• COMPITO DA SVOLGERE: Conti le righe dei record in cui compare la parola "tiger" e riporti soltanto il numero.

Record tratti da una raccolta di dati

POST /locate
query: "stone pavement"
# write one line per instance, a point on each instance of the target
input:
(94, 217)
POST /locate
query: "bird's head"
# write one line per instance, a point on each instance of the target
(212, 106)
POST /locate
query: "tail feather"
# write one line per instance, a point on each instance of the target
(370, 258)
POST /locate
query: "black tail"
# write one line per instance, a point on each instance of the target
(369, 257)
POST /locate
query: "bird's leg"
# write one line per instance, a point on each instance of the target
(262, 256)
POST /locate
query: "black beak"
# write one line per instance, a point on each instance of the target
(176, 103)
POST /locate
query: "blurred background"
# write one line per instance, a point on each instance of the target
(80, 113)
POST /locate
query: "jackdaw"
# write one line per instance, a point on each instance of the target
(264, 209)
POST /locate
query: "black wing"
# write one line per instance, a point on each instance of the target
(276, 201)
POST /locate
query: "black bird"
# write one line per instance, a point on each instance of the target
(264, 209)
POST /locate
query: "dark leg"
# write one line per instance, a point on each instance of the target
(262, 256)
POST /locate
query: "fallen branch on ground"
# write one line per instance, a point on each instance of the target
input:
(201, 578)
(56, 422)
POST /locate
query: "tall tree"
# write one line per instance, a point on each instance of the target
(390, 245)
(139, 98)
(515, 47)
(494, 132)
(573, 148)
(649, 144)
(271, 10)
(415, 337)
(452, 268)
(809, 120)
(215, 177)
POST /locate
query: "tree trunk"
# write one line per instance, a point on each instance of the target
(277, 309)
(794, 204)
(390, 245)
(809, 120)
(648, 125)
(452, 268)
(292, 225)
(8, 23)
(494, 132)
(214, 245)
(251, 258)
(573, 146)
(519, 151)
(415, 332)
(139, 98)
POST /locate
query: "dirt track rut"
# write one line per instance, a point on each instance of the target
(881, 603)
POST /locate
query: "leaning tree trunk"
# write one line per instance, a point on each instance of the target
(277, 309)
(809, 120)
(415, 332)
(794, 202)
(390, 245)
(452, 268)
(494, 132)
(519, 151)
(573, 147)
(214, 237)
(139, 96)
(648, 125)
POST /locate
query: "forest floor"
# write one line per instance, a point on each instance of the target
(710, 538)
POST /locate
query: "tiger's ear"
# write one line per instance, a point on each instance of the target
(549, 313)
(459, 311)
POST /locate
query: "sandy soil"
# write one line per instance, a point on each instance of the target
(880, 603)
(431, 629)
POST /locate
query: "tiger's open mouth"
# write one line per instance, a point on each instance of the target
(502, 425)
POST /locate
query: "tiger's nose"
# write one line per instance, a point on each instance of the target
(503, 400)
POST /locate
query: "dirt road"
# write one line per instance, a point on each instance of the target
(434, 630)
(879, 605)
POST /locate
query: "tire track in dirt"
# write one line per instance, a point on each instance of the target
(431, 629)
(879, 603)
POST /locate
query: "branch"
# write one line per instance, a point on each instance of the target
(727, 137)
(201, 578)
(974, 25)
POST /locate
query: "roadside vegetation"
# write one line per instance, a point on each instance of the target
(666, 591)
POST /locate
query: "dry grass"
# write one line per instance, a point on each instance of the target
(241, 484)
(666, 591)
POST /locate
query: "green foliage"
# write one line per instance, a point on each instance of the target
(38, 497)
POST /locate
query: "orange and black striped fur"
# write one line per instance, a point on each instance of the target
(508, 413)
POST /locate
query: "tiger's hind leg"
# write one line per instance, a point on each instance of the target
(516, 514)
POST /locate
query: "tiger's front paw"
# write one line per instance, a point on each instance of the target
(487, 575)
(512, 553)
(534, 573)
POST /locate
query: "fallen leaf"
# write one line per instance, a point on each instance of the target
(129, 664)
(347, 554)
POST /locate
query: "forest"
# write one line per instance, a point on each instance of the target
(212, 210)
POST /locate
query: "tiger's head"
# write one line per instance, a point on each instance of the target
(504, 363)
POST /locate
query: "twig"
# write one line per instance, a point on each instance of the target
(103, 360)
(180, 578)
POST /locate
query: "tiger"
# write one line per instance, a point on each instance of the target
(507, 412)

• IL RISULTATO: 7